**Material**

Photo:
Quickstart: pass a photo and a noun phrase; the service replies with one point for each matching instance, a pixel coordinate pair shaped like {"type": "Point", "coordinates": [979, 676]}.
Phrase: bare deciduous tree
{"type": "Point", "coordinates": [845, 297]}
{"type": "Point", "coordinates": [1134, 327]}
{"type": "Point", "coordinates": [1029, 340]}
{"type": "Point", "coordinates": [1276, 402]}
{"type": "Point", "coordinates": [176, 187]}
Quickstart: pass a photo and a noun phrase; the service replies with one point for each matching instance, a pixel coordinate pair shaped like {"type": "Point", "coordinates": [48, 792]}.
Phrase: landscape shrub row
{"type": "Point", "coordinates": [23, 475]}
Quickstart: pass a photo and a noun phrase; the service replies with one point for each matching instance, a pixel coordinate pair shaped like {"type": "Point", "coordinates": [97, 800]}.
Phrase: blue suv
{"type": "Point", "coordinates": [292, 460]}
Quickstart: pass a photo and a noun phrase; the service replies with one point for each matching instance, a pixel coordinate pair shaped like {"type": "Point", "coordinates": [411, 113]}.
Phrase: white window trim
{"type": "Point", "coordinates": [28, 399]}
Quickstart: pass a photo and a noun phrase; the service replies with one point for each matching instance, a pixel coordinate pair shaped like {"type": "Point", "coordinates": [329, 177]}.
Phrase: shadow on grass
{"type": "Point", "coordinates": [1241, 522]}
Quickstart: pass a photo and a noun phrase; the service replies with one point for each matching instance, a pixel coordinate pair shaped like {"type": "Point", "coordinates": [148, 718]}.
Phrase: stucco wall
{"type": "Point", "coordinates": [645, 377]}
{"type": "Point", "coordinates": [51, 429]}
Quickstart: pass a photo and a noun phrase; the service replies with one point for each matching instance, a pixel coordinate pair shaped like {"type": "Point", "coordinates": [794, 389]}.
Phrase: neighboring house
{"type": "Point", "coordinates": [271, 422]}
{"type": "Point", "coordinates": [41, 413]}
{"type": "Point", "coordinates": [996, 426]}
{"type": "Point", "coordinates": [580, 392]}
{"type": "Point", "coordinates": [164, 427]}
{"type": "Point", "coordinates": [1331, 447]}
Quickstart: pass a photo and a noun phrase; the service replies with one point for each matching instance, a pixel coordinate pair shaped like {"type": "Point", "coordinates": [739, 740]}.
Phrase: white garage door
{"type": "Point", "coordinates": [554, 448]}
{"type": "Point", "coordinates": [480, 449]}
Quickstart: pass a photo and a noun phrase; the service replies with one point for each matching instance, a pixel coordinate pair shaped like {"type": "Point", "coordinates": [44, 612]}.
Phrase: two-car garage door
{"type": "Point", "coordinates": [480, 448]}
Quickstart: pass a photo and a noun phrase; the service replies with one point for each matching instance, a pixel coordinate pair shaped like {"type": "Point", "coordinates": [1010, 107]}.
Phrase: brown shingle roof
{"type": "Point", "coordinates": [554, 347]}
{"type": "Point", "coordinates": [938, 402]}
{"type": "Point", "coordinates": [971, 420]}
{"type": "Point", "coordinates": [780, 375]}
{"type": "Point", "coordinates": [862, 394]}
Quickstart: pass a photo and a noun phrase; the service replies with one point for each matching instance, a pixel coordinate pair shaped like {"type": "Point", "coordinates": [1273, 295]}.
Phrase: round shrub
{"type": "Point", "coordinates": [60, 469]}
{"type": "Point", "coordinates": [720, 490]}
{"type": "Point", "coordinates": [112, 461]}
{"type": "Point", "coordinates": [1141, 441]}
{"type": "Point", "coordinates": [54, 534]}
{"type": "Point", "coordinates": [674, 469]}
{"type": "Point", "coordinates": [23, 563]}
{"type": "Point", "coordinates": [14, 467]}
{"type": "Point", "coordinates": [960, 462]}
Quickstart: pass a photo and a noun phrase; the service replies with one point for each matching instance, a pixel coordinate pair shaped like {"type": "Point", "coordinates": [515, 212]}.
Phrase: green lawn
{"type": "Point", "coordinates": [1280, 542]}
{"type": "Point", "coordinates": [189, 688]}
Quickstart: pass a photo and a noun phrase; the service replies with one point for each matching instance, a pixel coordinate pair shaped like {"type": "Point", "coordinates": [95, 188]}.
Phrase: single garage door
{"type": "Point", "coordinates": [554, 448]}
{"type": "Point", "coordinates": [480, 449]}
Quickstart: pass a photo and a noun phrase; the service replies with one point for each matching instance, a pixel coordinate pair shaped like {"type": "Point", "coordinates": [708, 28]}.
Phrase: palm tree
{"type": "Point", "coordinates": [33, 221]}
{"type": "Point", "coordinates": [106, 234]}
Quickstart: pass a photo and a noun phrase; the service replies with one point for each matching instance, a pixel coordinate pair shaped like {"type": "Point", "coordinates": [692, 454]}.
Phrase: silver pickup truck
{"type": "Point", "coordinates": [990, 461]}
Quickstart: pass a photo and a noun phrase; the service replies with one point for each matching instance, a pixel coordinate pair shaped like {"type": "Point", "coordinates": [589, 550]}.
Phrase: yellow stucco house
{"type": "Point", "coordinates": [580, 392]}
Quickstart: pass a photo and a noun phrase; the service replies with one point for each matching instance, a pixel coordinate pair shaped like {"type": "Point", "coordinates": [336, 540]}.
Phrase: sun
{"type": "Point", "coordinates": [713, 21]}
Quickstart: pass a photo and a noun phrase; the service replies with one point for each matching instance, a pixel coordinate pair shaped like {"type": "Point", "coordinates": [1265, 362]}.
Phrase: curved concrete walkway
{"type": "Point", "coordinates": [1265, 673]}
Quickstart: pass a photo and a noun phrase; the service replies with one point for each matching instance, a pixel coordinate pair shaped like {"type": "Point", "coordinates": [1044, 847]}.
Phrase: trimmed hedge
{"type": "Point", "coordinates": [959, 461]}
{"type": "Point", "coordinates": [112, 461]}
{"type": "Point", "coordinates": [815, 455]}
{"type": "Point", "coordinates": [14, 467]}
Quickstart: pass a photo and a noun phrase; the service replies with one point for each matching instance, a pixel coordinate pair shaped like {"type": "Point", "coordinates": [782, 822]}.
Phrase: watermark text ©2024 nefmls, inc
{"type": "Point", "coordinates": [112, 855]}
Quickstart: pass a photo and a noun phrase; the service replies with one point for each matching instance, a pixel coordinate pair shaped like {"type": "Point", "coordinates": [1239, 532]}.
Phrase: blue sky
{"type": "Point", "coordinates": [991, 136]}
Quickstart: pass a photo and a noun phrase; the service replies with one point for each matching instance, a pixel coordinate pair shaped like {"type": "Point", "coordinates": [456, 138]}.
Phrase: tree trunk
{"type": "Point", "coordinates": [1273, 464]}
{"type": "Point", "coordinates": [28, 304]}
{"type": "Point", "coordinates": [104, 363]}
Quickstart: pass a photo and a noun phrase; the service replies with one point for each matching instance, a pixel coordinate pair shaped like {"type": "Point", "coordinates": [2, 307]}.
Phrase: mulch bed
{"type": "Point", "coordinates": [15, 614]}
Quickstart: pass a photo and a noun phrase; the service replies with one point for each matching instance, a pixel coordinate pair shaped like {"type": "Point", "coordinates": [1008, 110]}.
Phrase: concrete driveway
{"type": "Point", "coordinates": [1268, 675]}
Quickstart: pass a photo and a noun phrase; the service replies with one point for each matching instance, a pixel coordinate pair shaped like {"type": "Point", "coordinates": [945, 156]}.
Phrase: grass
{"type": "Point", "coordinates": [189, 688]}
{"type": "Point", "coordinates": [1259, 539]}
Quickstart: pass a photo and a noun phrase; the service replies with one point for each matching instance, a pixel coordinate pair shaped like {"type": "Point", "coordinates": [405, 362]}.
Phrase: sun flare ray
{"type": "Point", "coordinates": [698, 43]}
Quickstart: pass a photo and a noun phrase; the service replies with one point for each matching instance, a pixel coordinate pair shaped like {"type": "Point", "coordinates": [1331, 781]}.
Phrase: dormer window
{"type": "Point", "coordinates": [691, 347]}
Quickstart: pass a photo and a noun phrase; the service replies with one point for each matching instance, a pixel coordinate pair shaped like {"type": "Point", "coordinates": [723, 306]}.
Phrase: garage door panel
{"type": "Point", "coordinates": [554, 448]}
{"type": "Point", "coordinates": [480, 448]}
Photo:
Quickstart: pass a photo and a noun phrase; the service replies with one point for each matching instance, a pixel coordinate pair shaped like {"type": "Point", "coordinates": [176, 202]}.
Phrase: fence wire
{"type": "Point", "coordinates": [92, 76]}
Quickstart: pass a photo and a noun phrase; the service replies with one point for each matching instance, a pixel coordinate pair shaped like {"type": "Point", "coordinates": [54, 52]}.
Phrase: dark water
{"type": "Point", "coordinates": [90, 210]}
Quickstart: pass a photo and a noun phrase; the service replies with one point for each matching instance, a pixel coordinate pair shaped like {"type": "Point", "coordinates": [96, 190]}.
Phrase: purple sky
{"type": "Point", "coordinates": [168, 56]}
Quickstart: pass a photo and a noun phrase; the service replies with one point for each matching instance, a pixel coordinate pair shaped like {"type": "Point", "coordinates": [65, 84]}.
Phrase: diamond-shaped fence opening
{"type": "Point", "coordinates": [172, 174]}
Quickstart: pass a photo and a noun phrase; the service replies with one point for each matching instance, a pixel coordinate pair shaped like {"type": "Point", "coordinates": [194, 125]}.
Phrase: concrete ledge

**Task brief**
Select every line in the rows above that contains the word "white", matching case exactly, and copy each one.

**Exercise answer**
Phrase: white window trim
Phrase: white garage door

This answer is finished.